• [Excerpts from segmentation records]:

□ □ □ □ □

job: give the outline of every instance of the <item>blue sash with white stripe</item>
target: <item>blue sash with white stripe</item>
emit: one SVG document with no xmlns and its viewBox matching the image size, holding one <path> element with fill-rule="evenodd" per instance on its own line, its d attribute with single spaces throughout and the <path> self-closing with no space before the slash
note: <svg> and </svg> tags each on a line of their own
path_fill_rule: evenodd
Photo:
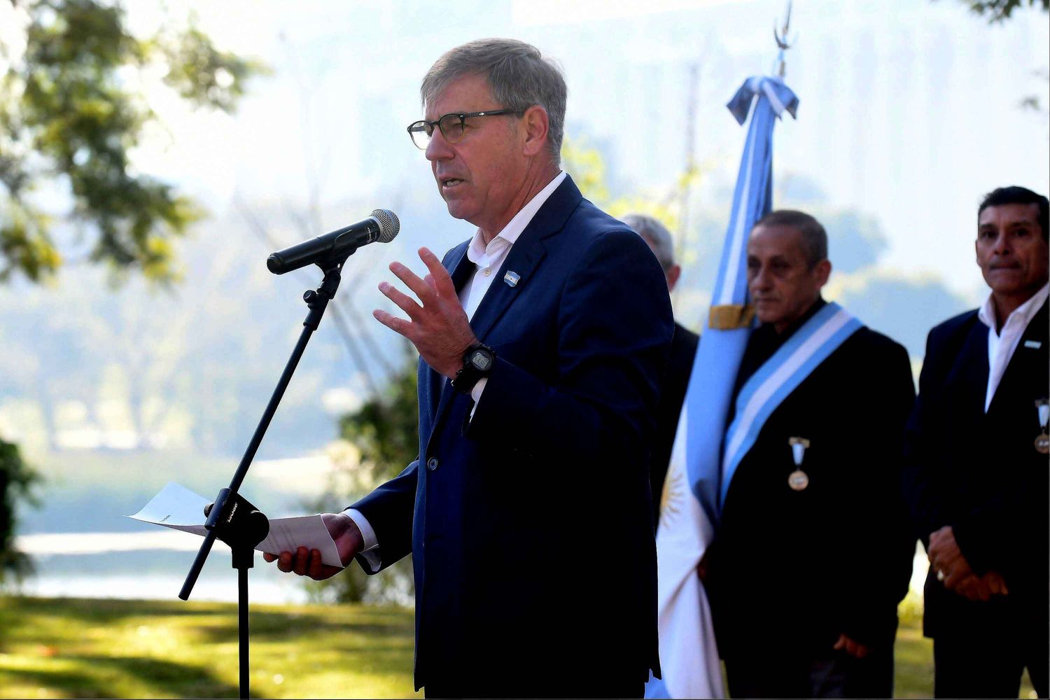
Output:
<svg viewBox="0 0 1050 700">
<path fill-rule="evenodd" d="M 740 387 L 736 416 L 726 431 L 719 504 L 726 502 L 733 472 L 754 446 L 766 419 L 810 373 L 863 326 L 845 309 L 828 303 L 803 323 Z"/>
</svg>

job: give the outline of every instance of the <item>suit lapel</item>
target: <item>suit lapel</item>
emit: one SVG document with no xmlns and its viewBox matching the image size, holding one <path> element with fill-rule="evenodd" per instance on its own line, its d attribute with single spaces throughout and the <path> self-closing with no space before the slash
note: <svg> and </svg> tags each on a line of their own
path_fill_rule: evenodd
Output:
<svg viewBox="0 0 1050 700">
<path fill-rule="evenodd" d="M 457 294 L 466 284 L 466 280 L 470 278 L 474 273 L 476 266 L 470 262 L 470 259 L 466 256 L 467 250 L 470 248 L 470 241 L 467 240 L 464 243 L 460 243 L 458 247 L 454 248 L 452 252 L 442 260 L 442 264 L 448 271 L 448 274 L 453 278 L 453 284 L 456 285 Z M 444 407 L 448 404 L 452 395 L 456 393 L 456 389 L 452 387 L 448 379 L 442 375 L 435 372 L 432 367 L 427 366 L 427 377 L 429 378 L 430 386 L 430 410 L 432 420 L 436 424 L 438 416 L 444 410 Z"/>
<path fill-rule="evenodd" d="M 983 416 L 988 393 L 988 326 L 974 318 L 960 348 L 951 376 L 966 415 Z"/>
<path fill-rule="evenodd" d="M 1003 402 L 1009 403 L 1021 397 L 1026 399 L 1032 398 L 1033 391 L 1038 394 L 1037 397 L 1033 398 L 1043 398 L 1046 396 L 1046 378 L 1048 372 L 1047 325 L 1048 321 L 1050 321 L 1050 315 L 1047 312 L 1048 303 L 1050 303 L 1050 300 L 1043 302 L 1043 306 L 1036 312 L 1032 320 L 1029 321 L 1024 335 L 1017 341 L 1017 347 L 1013 351 L 1013 356 L 1006 365 L 1003 378 L 1000 380 L 999 386 L 995 388 L 995 395 L 988 406 L 989 413 L 993 409 L 1002 409 L 1003 406 L 1000 406 L 1000 404 Z M 1038 343 L 1038 346 L 1026 346 L 1026 342 L 1031 342 L 1032 344 Z M 1033 386 L 1033 384 L 1038 385 Z M 1035 417 L 1034 410 L 1031 411 L 1031 416 Z"/>
<path fill-rule="evenodd" d="M 543 239 L 562 230 L 582 199 L 583 195 L 572 178 L 566 175 L 522 231 L 470 319 L 470 326 L 479 340 L 485 341 L 488 332 L 530 282 L 532 273 L 547 253 Z M 508 279 L 509 273 L 513 273 L 511 279 Z"/>
<path fill-rule="evenodd" d="M 503 261 L 499 272 L 497 272 L 497 278 L 492 280 L 491 285 L 481 300 L 481 304 L 478 306 L 478 311 L 475 312 L 474 318 L 470 319 L 470 327 L 474 328 L 474 334 L 478 336 L 481 342 L 485 342 L 485 336 L 492 328 L 492 325 L 510 306 L 521 289 L 529 283 L 529 279 L 532 277 L 537 266 L 540 264 L 540 260 L 546 255 L 543 239 L 562 230 L 565 221 L 582 199 L 583 195 L 572 182 L 572 178 L 566 175 L 565 181 L 543 203 L 536 216 L 532 217 L 532 220 L 522 231 L 522 235 L 518 237 L 518 240 L 510 248 L 507 259 Z M 454 256 L 449 256 L 448 258 L 457 292 L 462 289 L 463 284 L 466 283 L 467 277 L 475 270 L 474 263 L 466 257 L 468 246 L 469 243 L 463 248 L 463 252 L 458 259 L 454 260 Z M 511 285 L 506 282 L 505 276 L 507 272 L 513 272 L 518 275 L 516 284 Z M 430 372 L 440 377 L 433 369 Z M 443 381 L 440 399 L 435 412 L 435 425 L 437 425 L 437 421 L 446 412 L 455 395 L 456 389 L 453 388 L 452 382 L 447 380 Z"/>
</svg>

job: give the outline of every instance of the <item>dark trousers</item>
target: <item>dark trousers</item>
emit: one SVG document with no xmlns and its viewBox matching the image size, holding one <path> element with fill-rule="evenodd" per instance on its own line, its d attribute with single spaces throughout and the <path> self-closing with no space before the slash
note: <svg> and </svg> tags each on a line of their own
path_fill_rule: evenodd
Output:
<svg viewBox="0 0 1050 700">
<path fill-rule="evenodd" d="M 1046 630 L 1018 635 L 951 634 L 933 639 L 933 696 L 1016 698 L 1025 669 L 1041 698 L 1047 697 L 1050 666 Z"/>
<path fill-rule="evenodd" d="M 863 659 L 835 651 L 823 658 L 727 657 L 726 677 L 733 698 L 889 698 L 894 653 L 873 652 Z"/>
</svg>

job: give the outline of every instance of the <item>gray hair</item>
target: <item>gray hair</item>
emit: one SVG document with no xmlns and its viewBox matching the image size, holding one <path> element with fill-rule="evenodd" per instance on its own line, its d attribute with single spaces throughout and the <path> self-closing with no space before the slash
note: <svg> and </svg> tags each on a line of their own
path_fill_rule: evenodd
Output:
<svg viewBox="0 0 1050 700">
<path fill-rule="evenodd" d="M 802 237 L 802 254 L 811 270 L 827 257 L 827 232 L 820 221 L 805 212 L 777 209 L 758 219 L 755 228 L 760 226 L 782 226 L 798 231 Z"/>
<path fill-rule="evenodd" d="M 547 112 L 548 147 L 555 165 L 562 158 L 565 103 L 569 88 L 562 69 L 536 46 L 516 39 L 479 39 L 445 51 L 419 86 L 423 107 L 464 76 L 482 75 L 504 109 L 524 112 L 539 105 Z"/>
<path fill-rule="evenodd" d="M 620 220 L 649 242 L 665 272 L 674 267 L 674 241 L 667 227 L 648 214 L 627 214 Z"/>
</svg>

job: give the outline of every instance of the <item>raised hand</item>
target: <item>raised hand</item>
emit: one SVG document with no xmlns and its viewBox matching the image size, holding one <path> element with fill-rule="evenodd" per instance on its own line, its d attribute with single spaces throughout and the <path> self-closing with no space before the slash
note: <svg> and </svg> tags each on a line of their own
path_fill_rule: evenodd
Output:
<svg viewBox="0 0 1050 700">
<path fill-rule="evenodd" d="M 382 310 L 372 315 L 377 321 L 399 333 L 416 346 L 420 357 L 430 367 L 445 377 L 454 378 L 463 367 L 466 348 L 478 342 L 470 330 L 470 322 L 456 294 L 456 285 L 448 271 L 434 253 L 419 249 L 419 258 L 429 273 L 421 279 L 400 262 L 391 263 L 391 272 L 404 282 L 419 298 L 417 302 L 390 282 L 380 282 L 379 291 L 408 315 L 398 318 Z"/>
</svg>

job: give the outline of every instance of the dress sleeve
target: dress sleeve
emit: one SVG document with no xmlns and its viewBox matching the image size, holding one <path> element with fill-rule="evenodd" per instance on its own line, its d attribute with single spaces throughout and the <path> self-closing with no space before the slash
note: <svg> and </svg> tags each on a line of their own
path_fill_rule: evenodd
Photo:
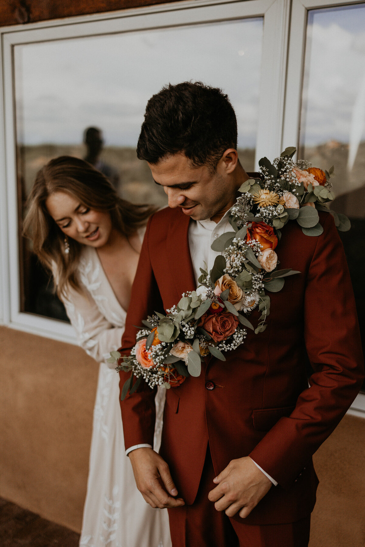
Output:
<svg viewBox="0 0 365 547">
<path fill-rule="evenodd" d="M 82 288 L 82 292 L 69 288 L 62 300 L 79 345 L 96 361 L 105 362 L 110 357 L 110 352 L 120 345 L 124 328 L 109 323 L 87 289 Z M 113 364 L 107 364 L 111 368 L 115 367 Z"/>
</svg>

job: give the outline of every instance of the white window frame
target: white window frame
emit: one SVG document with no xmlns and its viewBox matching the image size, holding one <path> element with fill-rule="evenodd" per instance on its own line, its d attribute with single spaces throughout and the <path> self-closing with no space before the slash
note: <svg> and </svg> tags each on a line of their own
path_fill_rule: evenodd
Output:
<svg viewBox="0 0 365 547">
<path fill-rule="evenodd" d="M 308 11 L 363 4 L 364 0 L 292 0 L 282 149 L 299 146 Z M 365 418 L 365 394 L 359 393 L 347 414 Z"/>
<path fill-rule="evenodd" d="M 74 341 L 71 325 L 24 313 L 20 309 L 19 264 L 14 89 L 15 45 L 69 38 L 262 16 L 264 18 L 260 95 L 256 157 L 280 152 L 287 55 L 289 0 L 225 2 L 195 0 L 119 12 L 81 16 L 0 29 L 3 132 L 0 137 L 0 195 L 3 322 L 14 328 L 58 340 Z M 265 82 L 271 82 L 268 86 Z M 244 90 L 242 90 L 242 92 Z M 270 128 L 268 131 L 267 128 Z M 3 183 L 5 181 L 5 184 Z M 4 206 L 4 204 L 6 204 Z"/>
</svg>

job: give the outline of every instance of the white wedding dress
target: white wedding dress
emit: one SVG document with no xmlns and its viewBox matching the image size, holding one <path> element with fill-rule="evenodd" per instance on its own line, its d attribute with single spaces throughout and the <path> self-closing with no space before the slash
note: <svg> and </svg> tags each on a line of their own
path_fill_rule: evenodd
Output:
<svg viewBox="0 0 365 547">
<path fill-rule="evenodd" d="M 120 345 L 126 312 L 119 304 L 96 251 L 83 249 L 79 273 L 84 294 L 64 299 L 79 345 L 100 363 L 94 411 L 88 490 L 80 545 L 171 547 L 166 509 L 153 509 L 135 482 L 125 456 L 119 406 L 119 375 L 106 364 Z M 165 390 L 156 397 L 155 449 L 161 439 Z"/>
</svg>

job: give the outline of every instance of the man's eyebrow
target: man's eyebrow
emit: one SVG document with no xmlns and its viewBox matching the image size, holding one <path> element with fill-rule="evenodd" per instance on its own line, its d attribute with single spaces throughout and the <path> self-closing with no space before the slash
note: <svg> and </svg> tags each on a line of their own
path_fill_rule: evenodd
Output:
<svg viewBox="0 0 365 547">
<path fill-rule="evenodd" d="M 153 182 L 154 182 L 155 184 L 158 184 L 159 186 L 163 186 L 163 184 L 160 184 L 159 182 L 157 182 L 156 181 L 155 181 L 154 178 L 153 179 Z M 187 186 L 188 184 L 195 184 L 196 182 L 196 181 L 189 181 L 188 182 L 179 182 L 178 183 L 178 184 L 171 184 L 171 186 L 167 186 L 166 188 L 179 188 L 182 186 L 184 186 L 186 184 L 187 185 Z"/>
</svg>

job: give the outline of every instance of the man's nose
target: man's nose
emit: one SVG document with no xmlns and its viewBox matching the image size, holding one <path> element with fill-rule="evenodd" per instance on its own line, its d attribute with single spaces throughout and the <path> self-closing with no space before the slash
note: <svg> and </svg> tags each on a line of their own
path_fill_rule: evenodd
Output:
<svg viewBox="0 0 365 547">
<path fill-rule="evenodd" d="M 178 188 L 170 188 L 168 186 L 165 186 L 164 190 L 167 195 L 169 207 L 172 209 L 178 207 L 185 201 L 185 196 L 181 193 L 181 191 Z"/>
</svg>

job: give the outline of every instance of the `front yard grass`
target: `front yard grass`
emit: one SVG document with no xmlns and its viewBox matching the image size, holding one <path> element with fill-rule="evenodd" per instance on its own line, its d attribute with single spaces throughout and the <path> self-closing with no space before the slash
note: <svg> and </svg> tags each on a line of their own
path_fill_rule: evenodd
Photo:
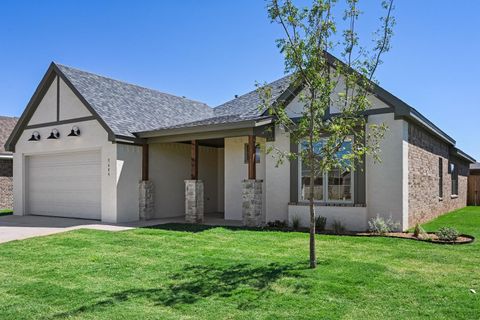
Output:
<svg viewBox="0 0 480 320">
<path fill-rule="evenodd" d="M 478 319 L 480 208 L 468 245 L 166 226 L 0 245 L 1 319 Z M 175 230 L 177 229 L 177 230 Z M 474 294 L 470 289 L 476 290 Z"/>
<path fill-rule="evenodd" d="M 1 216 L 8 216 L 13 214 L 13 210 L 11 209 L 0 209 L 0 217 Z"/>
</svg>

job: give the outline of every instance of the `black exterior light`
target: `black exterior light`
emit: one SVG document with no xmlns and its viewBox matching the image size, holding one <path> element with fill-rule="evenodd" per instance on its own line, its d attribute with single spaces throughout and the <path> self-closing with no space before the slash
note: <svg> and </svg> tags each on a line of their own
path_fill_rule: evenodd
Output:
<svg viewBox="0 0 480 320">
<path fill-rule="evenodd" d="M 57 129 L 53 129 L 50 133 L 50 136 L 47 139 L 58 139 L 60 138 L 60 132 Z"/>
<path fill-rule="evenodd" d="M 38 141 L 40 140 L 40 133 L 38 131 L 33 131 L 32 136 L 28 141 Z"/>
<path fill-rule="evenodd" d="M 70 131 L 69 137 L 78 137 L 80 135 L 80 129 L 77 126 L 72 127 L 72 131 Z"/>
</svg>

□ □ □ □ □

• [Your task]: Present the material from the line with "job: give the outline of every instance of the man's nose" up to and including the line with "target: man's nose" as a Markdown table with the columns Row and Line. Give each line a row number and leave out any blank lines.

• [Output]:
| Row | Line |
|---|---|
| 1 | job: give the outline of every instance of the man's nose |
| 2 | target: man's nose |